Selected passage Block Start
When I was in the US last year for the tour of my film The Connection, people kept talking about the microbiome. It seemed to be a buzzword. In fact, Fortune Magazine declared 2015 "The Year of the Microbiome." But before I started sculling kombucha, popping probiotics and fixating on a ‘microbiome diet’, I wanted to find out for myself what it is, what the research actually shows and what this could mean for our health. If you’re new to the craze, the human microbiome is the term being used to describe a bacterial world that subsists on humans and in humans, a world consisting of complex communities of single celled organisms that astonishingly outnumber our human cells at a ratio of ten to one. They’re found on your skin and hands, in your belly button and nose, and throughout your body. Scientists study these microbiota by looking at their DNA - that’s why it’s called the microbiome. In fact, there’s far more bacterial DNA in our body than there is DNA of our own. Genetically speaking we’re 99% microbiome. If anything, my research this week has taught me that I can no longer consider myself to be an individual. I am in fact part of a thriving ecosystem.
I’m always looking for new ways to understand the autoimmune disease that I was diagnosed with ten years ago. So when I learned that the microbiome has been shown to influence immune regulation and that it’s been linked to a range of diseases including obesity, inflammatory bowel disease, cancer, heart disease, multiple sclerosis and autism my interest was piqued. Is it possible that my gut ecosystem is out of balance and that’s what’s causing my immune system to malfunction? Could I take probiotic pills and live happily ever after? Perhaps all this research I’ve been doing for the last few years about the complex interactions between the state of our mind and our health can actually all be boiled down to the simple explanation that my gut needs some good bacteria.
I had suspected that the microbiome may be yet another over hyped, under researched concept being exploited to sell products and promise easy answers and cures to vulnerable people. What I’ve found is that while there are some alarming elements of quackery, there is also some extraordinary possibility. I’ll be turning my attention to this topic for the next few weeks. I’ll be looking at the role of stress and the microbiome, how our diet can influence the ecosystem and how allergies are increasingly being related to all this. But for now, lets start by understanding the mind-body health connection with our microbial companions.
There is increasing scientific focus on the variety of bacterial species that reside in our gut. They are important for metabolizing drugs, digesting food and providing energy and nutrients. Scientists now realize that they are not passengers but rather, they are more like co-pilots that influence our health, the size of our waistline, our mood, our stress resilience and even our behavior. The relationship is two-way. Researchers call it the gut-brain axis; where the brain sends signals about digestion and immune functions that influence gut microbes, and gut microbes make compounds like neurotransmitters that influence the brain.
Selected passage Block End
Material shown Block Start
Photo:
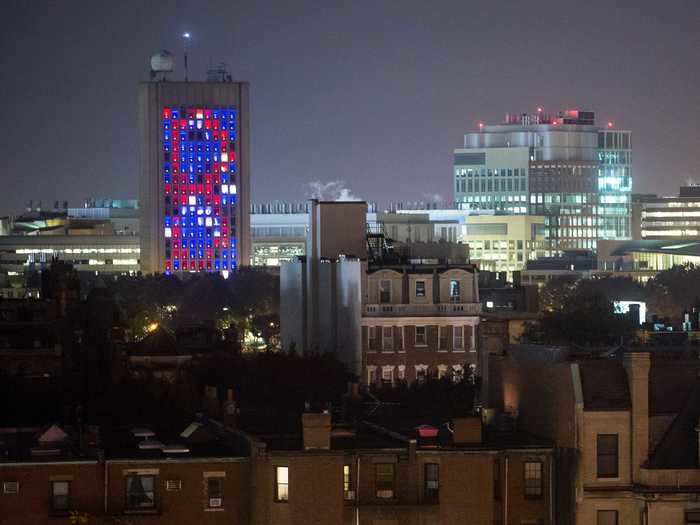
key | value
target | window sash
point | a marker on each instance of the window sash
(533, 479)
(458, 336)
(215, 489)
(443, 337)
(431, 481)
(606, 517)
(140, 492)
(387, 338)
(384, 291)
(60, 495)
(421, 335)
(347, 481)
(384, 480)
(607, 456)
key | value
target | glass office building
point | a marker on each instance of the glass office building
(614, 184)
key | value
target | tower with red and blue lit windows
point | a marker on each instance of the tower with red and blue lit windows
(195, 180)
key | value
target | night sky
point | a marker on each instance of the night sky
(375, 93)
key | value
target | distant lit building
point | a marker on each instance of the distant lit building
(614, 184)
(101, 236)
(562, 167)
(671, 217)
(194, 176)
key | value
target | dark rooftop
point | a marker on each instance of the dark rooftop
(604, 384)
(678, 448)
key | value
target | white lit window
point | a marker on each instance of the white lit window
(282, 484)
(371, 375)
(388, 375)
(421, 337)
(387, 338)
(458, 336)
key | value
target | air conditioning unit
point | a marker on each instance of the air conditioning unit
(10, 487)
(173, 484)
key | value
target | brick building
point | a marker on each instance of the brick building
(626, 430)
(419, 320)
(435, 472)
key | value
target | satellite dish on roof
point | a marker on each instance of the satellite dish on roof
(162, 62)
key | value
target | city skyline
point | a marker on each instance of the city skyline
(318, 110)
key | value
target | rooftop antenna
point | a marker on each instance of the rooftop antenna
(185, 40)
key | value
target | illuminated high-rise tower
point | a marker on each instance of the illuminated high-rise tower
(195, 180)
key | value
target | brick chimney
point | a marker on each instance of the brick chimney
(637, 365)
(317, 430)
(466, 430)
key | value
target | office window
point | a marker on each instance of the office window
(432, 483)
(421, 337)
(60, 495)
(533, 479)
(607, 517)
(607, 455)
(348, 492)
(387, 338)
(454, 291)
(282, 484)
(384, 480)
(140, 492)
(458, 337)
(215, 492)
(442, 342)
(384, 291)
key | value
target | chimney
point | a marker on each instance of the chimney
(230, 410)
(211, 403)
(466, 430)
(637, 365)
(317, 430)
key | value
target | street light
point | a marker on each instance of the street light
(185, 39)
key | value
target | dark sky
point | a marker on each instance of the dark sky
(375, 93)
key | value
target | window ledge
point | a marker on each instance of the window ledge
(141, 511)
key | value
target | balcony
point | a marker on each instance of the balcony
(417, 310)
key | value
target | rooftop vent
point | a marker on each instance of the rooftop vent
(142, 432)
(150, 444)
(175, 448)
(427, 431)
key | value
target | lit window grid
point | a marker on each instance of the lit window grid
(200, 188)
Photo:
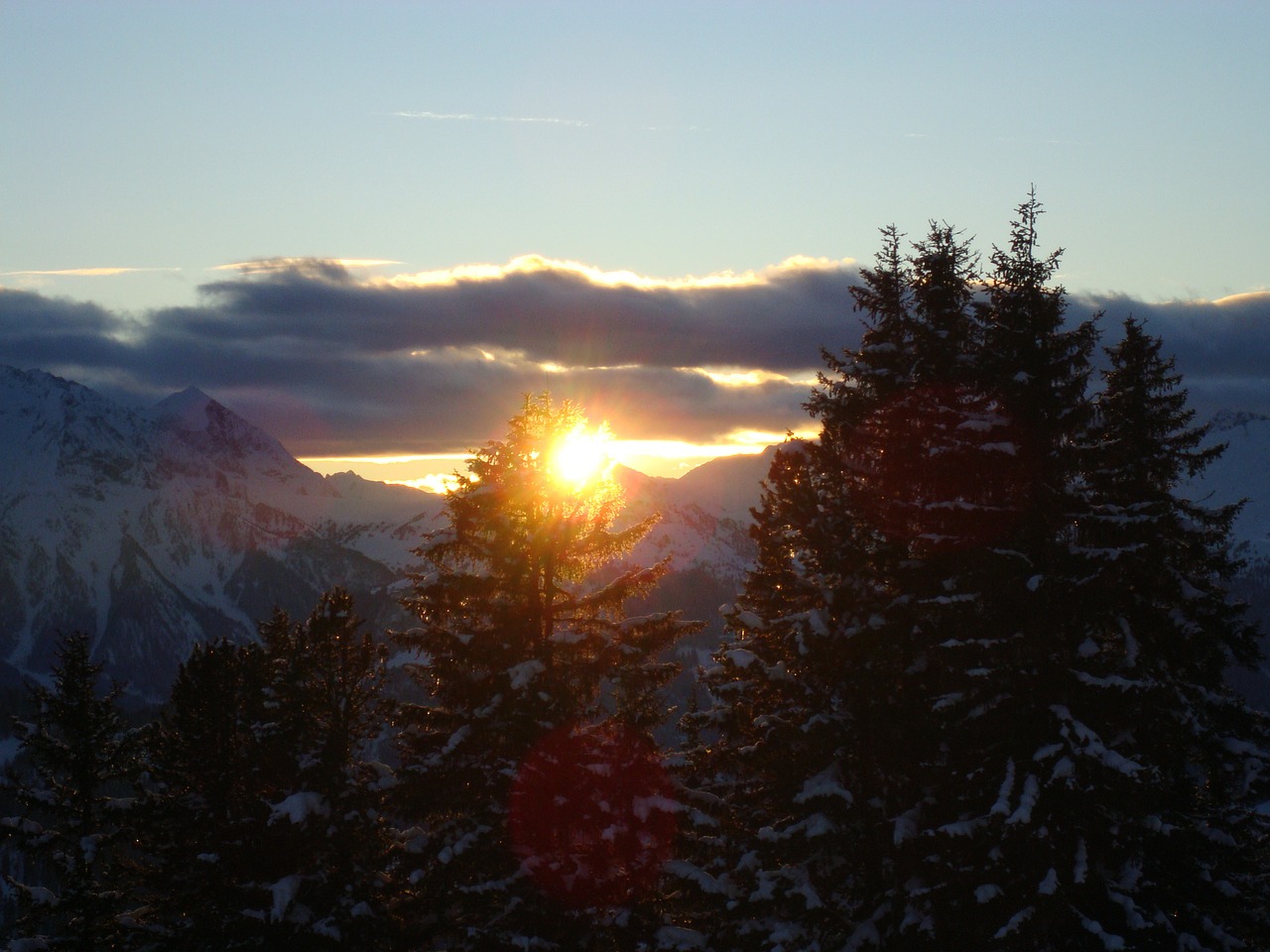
Material shown Block End
(Exercise prompt) Continue the passage on the gut microbiome from the point where it ends.

(Exercise response)
This new information brings major breakthroughs for understanding the mind body connection when it comes to illness. For instance these researchers discovered that the bacteria called Oscillibacter make a chemical that acts as a tranquilizer and can lead to depression. One fascinating study I came across showed that normal mice could be made to act more anxiously just by swapping their microbiota with that of anxious mice and these researchers changed healthy mice into obese overeaters by giving them gut microbes from fat, gluttonous mice.
While I can see that at this point you might be about to rush out and stock up on ‘good bacteria’ laden food like kefir yoghurt and kimchi, I haven’t found any robust science showing they will make a difference to your health. While there is plenty of evidence showing that what you eat alters your microbiome, scientists have yet to work out what influence different bacterial species have on illness. In fact, one major issue is that scientists haven’t even been able to determine what a healthy microbiome looks like.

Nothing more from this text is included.